Oldest Living Major League Ballplayer Tells All

Centenarian Bill Werber lettered in basketball at Duke, played bridge with Babe Ruth, and outmaneuvered Connie Mack. And lived to tell about it.

The Census Bureau believes nearly 82,000 Americans are 100 years of age or older. But only one of them played major-league baseball. And he's not about to act his age.

"Are you with me?" Bill Werber calls out, as he races his electric wheelchair through the carpeted hallways of the Carriage Club, an assisted-living complex in southeastern Charlotte. You still have to move fast to keep up with the former third baseman, who led the American League with forty stolen bases for the Boston Red Sox in 1934.

Werber '30 has a firm handshake and a steady gaze. He remembers, in rich detail, playing bridge with Babe Ruth and going bird hunting with Frank "Home Run" Baker, a slugger of the early 1910s. ("Frank Baker was the best shot I ever saw with a shotgun," Werber says.) He was the first player to bat in the first televised major-league game—Cincinnati at Brooklyn, August 26, 1939—and he helped the Reds win the World Series in 1940.

Batter up: Werber as a Yankee in 1933, and at home, top
Batter up: Werber as a Yankee in 1933, and at home, opposite.

Batter up: Werber as a Yankee in 1933, and at home, top. National Baseball Hall of Fame Library, Cooperstown, N.Y.

More than eighty friends and family members attended Werber's 100th birthday party, at a Charlotte country club. "They turned away as many as they seated," he says with a smile. "Standing room only!" As befits a man who was born on June 20, 1908—the same year a songwriter named Jack Norworth wrote "Take Me Out to the Ball Game," the anthem of baseball's seventh-inning stretch. It's been a busy spring and summer for Werber, as a steady stream of journalists have dropped by his table at the Carriage Club restaurant or called for telephone interviews with the Oldest Living Ballplayer.

Werber doesn't disappoint. The author of three books about baseball and his place in it, he's happy to explain why he doesn't watch the game anymore. It's a well-argued stance that's earned him prominent play in USA Today and Sports Illustrated: "I got so disgusted four years ago, when Boston won it, and I saw Manny Ramirez with the long hair down his back, and Johnny Damon with the big whiskers on his face. They looked so sorry, and they weren't setting a good example for kids, and that causes problems for families."

Werber wasn't a drinker or a smoker, and he gives his wife, Kathryn, to whom he was married for seventy years until her death, in 2000, credit for helping him live so long. "I was devoid of friction in my marriage," he says. All three of their children attended Duke—Bill Jr. '53, Patricia '56, and Susie '69—as have two of his eight grandchildren.

Although he's deaf in his right ear and lost his left leg below the knee two years ago to complications from diabetes, Werber is generally in good health. Spend a little time with him over lunch—iced  tea, a hot dog with chopped onions and ketchup, a cup of soup, and fruit salad—and you'll be rewarded with a rollicking tour of the history of Duke and of baseball.

+ + + +

To do:
[A] Decide whether each statement agrees with the Bill Werber article, answering yes or no and quoting the words that decide it: (i) Werber led the American League in stolen bases for the Boston Red Sox in 1934. (ii) Werber's wife died in 2000. (iii) Fewer than fifty people came to Werber's 100th birthday party.
[B] Translate this sentence from the Bill Werber article into Spanish: "More than eighty friends and family members attended Werber's 100th birthday party, at a Charlotte country club."
[C] Set down the stretch of the Bill Werber article from "Although he's deaf" through "and of baseball.".
The source data lines aren't needed.

(Source data)
+ + + +

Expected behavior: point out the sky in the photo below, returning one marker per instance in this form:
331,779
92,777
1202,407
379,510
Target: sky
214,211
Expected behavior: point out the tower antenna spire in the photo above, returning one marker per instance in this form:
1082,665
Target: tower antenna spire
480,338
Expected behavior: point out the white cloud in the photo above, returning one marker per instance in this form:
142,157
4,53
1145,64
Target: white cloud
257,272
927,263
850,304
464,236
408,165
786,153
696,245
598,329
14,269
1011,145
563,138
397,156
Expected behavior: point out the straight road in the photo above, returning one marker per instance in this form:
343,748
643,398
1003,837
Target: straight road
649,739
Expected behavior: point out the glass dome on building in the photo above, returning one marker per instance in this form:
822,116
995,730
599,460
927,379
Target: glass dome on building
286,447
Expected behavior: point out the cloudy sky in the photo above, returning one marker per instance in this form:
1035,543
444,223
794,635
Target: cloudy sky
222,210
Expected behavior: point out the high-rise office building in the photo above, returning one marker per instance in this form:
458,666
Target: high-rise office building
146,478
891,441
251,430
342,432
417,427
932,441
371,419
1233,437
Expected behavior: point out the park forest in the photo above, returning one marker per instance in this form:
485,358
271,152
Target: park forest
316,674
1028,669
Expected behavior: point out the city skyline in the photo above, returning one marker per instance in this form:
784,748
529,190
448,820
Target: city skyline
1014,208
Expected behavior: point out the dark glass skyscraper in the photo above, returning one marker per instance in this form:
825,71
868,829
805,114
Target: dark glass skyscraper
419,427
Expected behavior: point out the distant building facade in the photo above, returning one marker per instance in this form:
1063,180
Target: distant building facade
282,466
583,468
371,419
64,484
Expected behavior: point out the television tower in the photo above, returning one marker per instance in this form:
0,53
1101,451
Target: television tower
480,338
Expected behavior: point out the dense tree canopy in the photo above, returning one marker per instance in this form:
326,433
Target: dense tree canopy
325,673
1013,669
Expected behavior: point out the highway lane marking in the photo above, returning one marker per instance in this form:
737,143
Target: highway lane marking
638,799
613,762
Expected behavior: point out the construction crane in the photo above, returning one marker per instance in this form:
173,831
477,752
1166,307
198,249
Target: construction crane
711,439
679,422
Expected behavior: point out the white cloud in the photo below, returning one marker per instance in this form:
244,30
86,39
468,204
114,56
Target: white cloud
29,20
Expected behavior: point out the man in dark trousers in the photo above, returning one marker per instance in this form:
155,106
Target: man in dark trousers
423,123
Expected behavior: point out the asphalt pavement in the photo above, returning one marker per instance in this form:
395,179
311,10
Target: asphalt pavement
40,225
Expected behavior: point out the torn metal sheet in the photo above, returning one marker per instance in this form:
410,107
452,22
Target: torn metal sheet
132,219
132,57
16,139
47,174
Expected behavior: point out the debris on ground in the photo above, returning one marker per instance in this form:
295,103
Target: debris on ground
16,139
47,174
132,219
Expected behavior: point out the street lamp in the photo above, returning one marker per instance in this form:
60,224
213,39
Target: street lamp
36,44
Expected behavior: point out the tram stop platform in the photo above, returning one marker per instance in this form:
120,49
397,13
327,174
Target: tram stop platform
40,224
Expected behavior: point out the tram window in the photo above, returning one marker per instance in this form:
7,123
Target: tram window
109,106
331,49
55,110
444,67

+ + + +

Answers provided:
[A]
(i) Yes: "who led the American League with forty stolen bases for the Boston Red Sox in 1934"
(ii) Yes: "to whom he was married for seventy years until her death, in 2000"
(iii) No: "More than eighty friends and family members attended Werber's 100th birthday party"

[B] Más de ochenta amigos y familiares asistieron a la fiesta del centésimo cumpleaños de Werber, en un club de campo de Charlotte.

[C]
Although he's deaf in his right ear and lost his left leg below the knee two years ago to complications from diabetes, Werber is generally in good health. Spend a little time with him over lunch—iced  tea, a hot dog with chopped onions and ketchup, a cup of soup, and fruit salad—and you'll be rewarded with a rollicking tour of the history of Duke and of baseball.